SOURCE TEXT:
Over 55 million people around the world are estimated to be living with dementia in 2020. This number is likely to double every 20 years, reaching a total of 78 million by the year 2030 . The most common type of dementia is Alzheimer’s Disease (AD). We have discussed how dietary fiber may have effects on dementia based on a Japanese study done recently which found that a high intake of dietary soluble fiber is linked to a lower risk of developing disabling dementia . Most prebiotics are dietary fibers. However, not all dietary fibers are prebiotics. Read on to find out more about the effects of prebiotics and gut microbiota on dementia and Alzheimer’s disease.
Our gut consists of trillions of such microorganisms including bacteria, viruses, fungi and protozoa species. This composition of microorganisms residing in our gut is collectively termed gut microbiota, which is unique to everyone. It varies due to several factors, such as environmental, lifestyle, dietary habits, and consumption of medications such as antibiotics .
This innate set of gut microbiota (the set that we are born with) is thought to be the most optimum for oneself. This optimum composition deteriorates as we age. Along with poorer modern-day diets lacking in prebiotics (i.e., food for the beneficial gut bacteria) as well as increased use of medications, the composition and amount of good gut bacteria decrease even faster.

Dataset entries
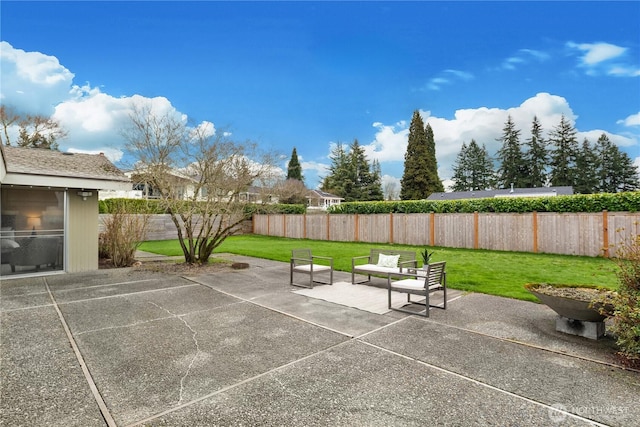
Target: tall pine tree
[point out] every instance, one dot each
(351, 176)
(536, 157)
(338, 180)
(434, 184)
(420, 177)
(614, 169)
(473, 169)
(586, 181)
(564, 146)
(294, 169)
(512, 167)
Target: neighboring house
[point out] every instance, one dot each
(508, 192)
(185, 186)
(322, 200)
(49, 209)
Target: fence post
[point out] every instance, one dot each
(535, 231)
(432, 229)
(476, 239)
(284, 225)
(328, 233)
(605, 233)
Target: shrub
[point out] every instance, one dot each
(123, 233)
(626, 304)
(618, 202)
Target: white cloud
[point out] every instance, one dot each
(35, 83)
(632, 120)
(95, 120)
(605, 58)
(32, 82)
(448, 77)
(595, 53)
(524, 56)
(482, 124)
(619, 140)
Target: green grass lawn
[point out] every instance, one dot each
(489, 272)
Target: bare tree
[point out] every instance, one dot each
(199, 175)
(34, 131)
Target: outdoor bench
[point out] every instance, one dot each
(382, 262)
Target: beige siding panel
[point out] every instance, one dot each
(505, 232)
(82, 239)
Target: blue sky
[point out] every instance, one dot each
(313, 74)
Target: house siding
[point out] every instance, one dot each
(82, 239)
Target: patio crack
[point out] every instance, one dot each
(195, 342)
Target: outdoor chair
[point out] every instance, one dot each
(420, 282)
(302, 261)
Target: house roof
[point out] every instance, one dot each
(29, 166)
(323, 195)
(506, 192)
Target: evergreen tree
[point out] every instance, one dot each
(473, 169)
(614, 169)
(512, 167)
(420, 177)
(563, 153)
(294, 169)
(536, 157)
(338, 180)
(374, 191)
(434, 184)
(626, 172)
(365, 186)
(351, 176)
(586, 180)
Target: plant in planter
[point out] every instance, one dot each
(426, 256)
(586, 303)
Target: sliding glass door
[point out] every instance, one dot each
(32, 229)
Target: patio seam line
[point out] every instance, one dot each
(272, 309)
(104, 411)
(489, 386)
(534, 346)
(237, 384)
(106, 285)
(193, 338)
(122, 295)
(25, 308)
(158, 319)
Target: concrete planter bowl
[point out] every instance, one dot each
(572, 301)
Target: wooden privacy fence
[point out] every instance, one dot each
(590, 234)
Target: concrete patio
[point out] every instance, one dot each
(126, 348)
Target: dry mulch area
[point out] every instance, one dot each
(178, 268)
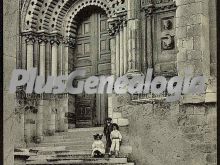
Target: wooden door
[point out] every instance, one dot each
(92, 53)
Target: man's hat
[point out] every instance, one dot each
(108, 119)
(97, 136)
(116, 125)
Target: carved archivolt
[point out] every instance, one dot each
(58, 15)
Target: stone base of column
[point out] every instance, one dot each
(133, 72)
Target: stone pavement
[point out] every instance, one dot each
(72, 147)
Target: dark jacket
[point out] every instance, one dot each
(108, 129)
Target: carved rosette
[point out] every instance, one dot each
(56, 39)
(69, 42)
(43, 39)
(155, 6)
(117, 24)
(30, 37)
(117, 6)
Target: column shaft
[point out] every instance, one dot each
(121, 52)
(125, 50)
(42, 58)
(117, 55)
(40, 120)
(30, 54)
(113, 56)
(54, 59)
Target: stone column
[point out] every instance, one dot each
(52, 126)
(113, 56)
(42, 41)
(54, 51)
(65, 111)
(133, 37)
(69, 44)
(117, 55)
(30, 51)
(121, 35)
(125, 48)
(40, 120)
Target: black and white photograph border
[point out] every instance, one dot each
(109, 38)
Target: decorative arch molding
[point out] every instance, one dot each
(70, 28)
(58, 15)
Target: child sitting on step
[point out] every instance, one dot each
(116, 138)
(98, 147)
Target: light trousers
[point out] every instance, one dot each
(115, 145)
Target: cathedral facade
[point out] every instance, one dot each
(114, 37)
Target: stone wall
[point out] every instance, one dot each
(10, 50)
(167, 133)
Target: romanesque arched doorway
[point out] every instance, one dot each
(92, 53)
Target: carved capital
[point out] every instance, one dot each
(42, 39)
(157, 6)
(55, 40)
(118, 7)
(69, 42)
(117, 24)
(30, 38)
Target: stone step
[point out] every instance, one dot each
(73, 143)
(54, 139)
(96, 161)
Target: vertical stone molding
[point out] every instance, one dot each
(133, 37)
(117, 56)
(133, 46)
(125, 47)
(42, 43)
(121, 35)
(113, 56)
(65, 111)
(118, 29)
(55, 41)
(69, 44)
(40, 120)
(30, 40)
(52, 123)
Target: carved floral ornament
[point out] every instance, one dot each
(32, 37)
(53, 15)
(115, 25)
(156, 6)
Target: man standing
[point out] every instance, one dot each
(108, 128)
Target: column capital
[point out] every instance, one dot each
(54, 40)
(42, 39)
(150, 7)
(30, 38)
(116, 24)
(69, 41)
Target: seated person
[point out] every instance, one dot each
(98, 147)
(116, 138)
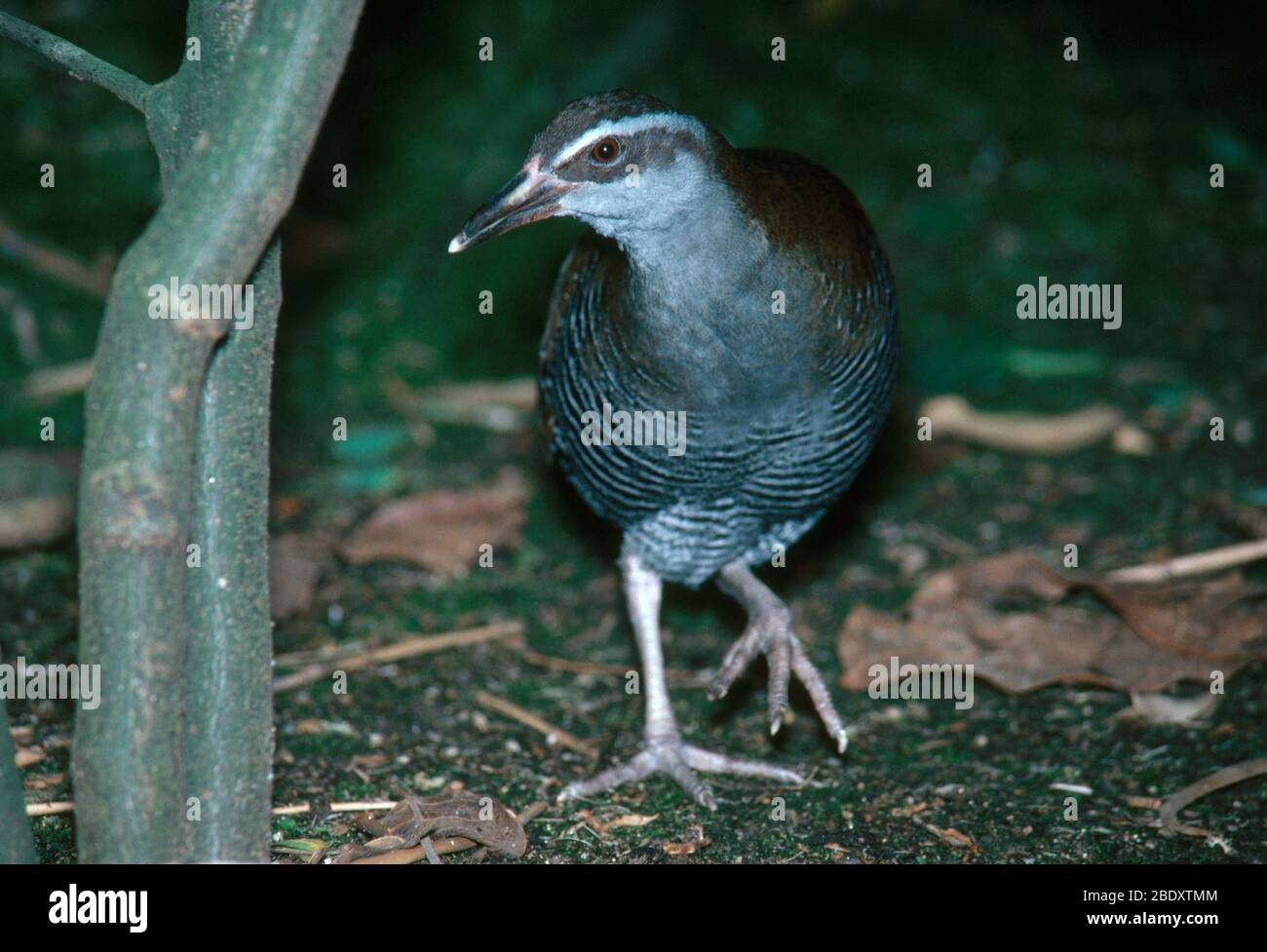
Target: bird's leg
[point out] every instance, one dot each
(769, 630)
(663, 749)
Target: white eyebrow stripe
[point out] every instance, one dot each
(628, 127)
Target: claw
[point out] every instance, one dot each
(679, 761)
(769, 631)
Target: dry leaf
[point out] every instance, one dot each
(28, 757)
(1164, 709)
(1009, 617)
(696, 841)
(37, 498)
(459, 813)
(294, 566)
(442, 529)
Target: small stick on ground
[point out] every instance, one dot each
(1169, 815)
(404, 648)
(51, 809)
(1198, 563)
(595, 667)
(528, 719)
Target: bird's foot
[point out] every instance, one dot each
(769, 631)
(679, 761)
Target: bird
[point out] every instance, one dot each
(720, 354)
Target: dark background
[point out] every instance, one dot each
(1093, 171)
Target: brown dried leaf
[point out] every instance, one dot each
(1008, 617)
(442, 529)
(459, 813)
(294, 566)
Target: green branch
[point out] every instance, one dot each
(81, 63)
(232, 134)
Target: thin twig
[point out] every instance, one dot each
(52, 262)
(50, 808)
(404, 648)
(595, 667)
(81, 63)
(1169, 816)
(61, 380)
(1198, 563)
(528, 719)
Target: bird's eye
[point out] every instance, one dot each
(606, 151)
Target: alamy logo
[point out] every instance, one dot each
(1071, 303)
(97, 906)
(921, 682)
(188, 301)
(23, 681)
(667, 428)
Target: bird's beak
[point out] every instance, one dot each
(527, 198)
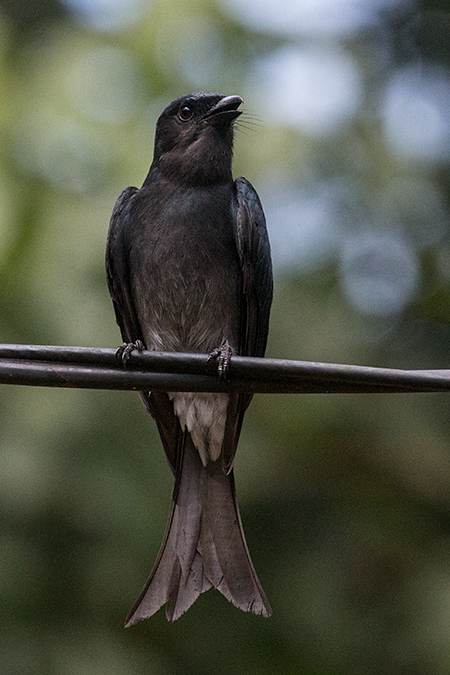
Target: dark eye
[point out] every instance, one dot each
(185, 113)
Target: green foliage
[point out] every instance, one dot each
(345, 499)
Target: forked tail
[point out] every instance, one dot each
(204, 546)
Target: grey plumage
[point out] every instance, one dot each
(189, 269)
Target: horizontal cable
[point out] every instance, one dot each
(98, 368)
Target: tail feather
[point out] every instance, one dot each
(203, 546)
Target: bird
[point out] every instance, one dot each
(189, 269)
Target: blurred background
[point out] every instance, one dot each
(345, 499)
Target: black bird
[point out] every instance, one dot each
(189, 269)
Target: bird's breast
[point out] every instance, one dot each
(186, 275)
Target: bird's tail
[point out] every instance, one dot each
(204, 546)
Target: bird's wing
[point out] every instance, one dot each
(158, 404)
(256, 267)
(256, 297)
(117, 272)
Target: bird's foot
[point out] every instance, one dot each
(125, 350)
(223, 355)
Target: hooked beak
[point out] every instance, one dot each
(226, 109)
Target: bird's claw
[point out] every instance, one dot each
(125, 350)
(223, 355)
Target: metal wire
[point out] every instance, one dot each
(98, 368)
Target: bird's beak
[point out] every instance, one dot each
(226, 108)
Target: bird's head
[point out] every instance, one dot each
(194, 138)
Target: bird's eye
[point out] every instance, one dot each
(185, 113)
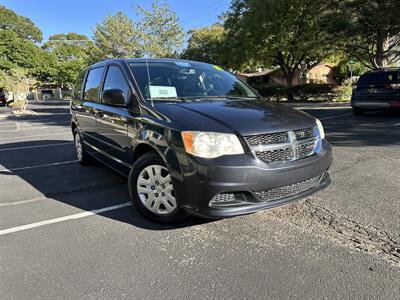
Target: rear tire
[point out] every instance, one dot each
(358, 111)
(82, 156)
(151, 190)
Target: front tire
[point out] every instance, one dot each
(358, 111)
(151, 190)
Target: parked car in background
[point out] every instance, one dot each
(377, 89)
(192, 138)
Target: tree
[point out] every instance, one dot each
(367, 29)
(72, 56)
(17, 81)
(18, 48)
(285, 33)
(117, 37)
(23, 27)
(162, 36)
(207, 44)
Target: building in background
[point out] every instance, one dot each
(322, 73)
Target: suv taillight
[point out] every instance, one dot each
(395, 86)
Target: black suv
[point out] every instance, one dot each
(192, 138)
(378, 89)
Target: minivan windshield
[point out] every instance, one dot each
(183, 81)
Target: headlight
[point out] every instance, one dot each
(211, 144)
(321, 129)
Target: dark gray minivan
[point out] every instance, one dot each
(193, 139)
(377, 89)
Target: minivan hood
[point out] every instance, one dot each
(244, 116)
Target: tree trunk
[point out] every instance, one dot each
(289, 85)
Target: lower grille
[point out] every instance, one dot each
(288, 190)
(223, 197)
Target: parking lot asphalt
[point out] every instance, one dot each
(68, 231)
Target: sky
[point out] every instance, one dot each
(81, 16)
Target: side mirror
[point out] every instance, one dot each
(115, 97)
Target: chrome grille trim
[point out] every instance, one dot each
(287, 190)
(284, 146)
(268, 139)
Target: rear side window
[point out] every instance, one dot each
(78, 85)
(115, 80)
(379, 78)
(91, 92)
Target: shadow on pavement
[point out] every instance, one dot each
(84, 187)
(372, 129)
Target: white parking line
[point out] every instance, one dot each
(66, 218)
(39, 166)
(337, 116)
(21, 202)
(28, 136)
(37, 146)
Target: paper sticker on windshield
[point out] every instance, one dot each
(157, 91)
(182, 64)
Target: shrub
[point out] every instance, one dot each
(307, 92)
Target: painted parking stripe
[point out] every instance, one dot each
(40, 166)
(37, 146)
(22, 202)
(39, 135)
(66, 218)
(337, 116)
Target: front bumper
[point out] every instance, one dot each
(244, 176)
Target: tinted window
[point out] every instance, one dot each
(92, 84)
(78, 85)
(163, 80)
(379, 78)
(116, 80)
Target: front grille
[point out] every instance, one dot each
(284, 146)
(287, 190)
(223, 197)
(275, 155)
(303, 134)
(269, 138)
(304, 150)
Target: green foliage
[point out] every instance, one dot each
(117, 37)
(23, 27)
(71, 52)
(207, 44)
(285, 33)
(307, 92)
(157, 33)
(368, 30)
(16, 81)
(162, 35)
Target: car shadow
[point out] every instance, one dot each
(375, 128)
(85, 187)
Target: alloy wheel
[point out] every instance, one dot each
(78, 147)
(155, 190)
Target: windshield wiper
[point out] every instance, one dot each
(182, 99)
(226, 97)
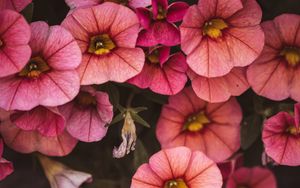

PROBLEM TO SOLVE:
Answer these questions from the dementia and gut microbiota text above:
(a) How many people around the world were estimated to be living with dementia in 2020?
(b) What is the collective term for the composition of microorganisms residing in the gut?
(c) What happens to the optimum composition of gut microbiota as we age?

FINISHED TASK:
(a) Over 55 million people.
(b) Gut microbiota.
(c) It deteriorates.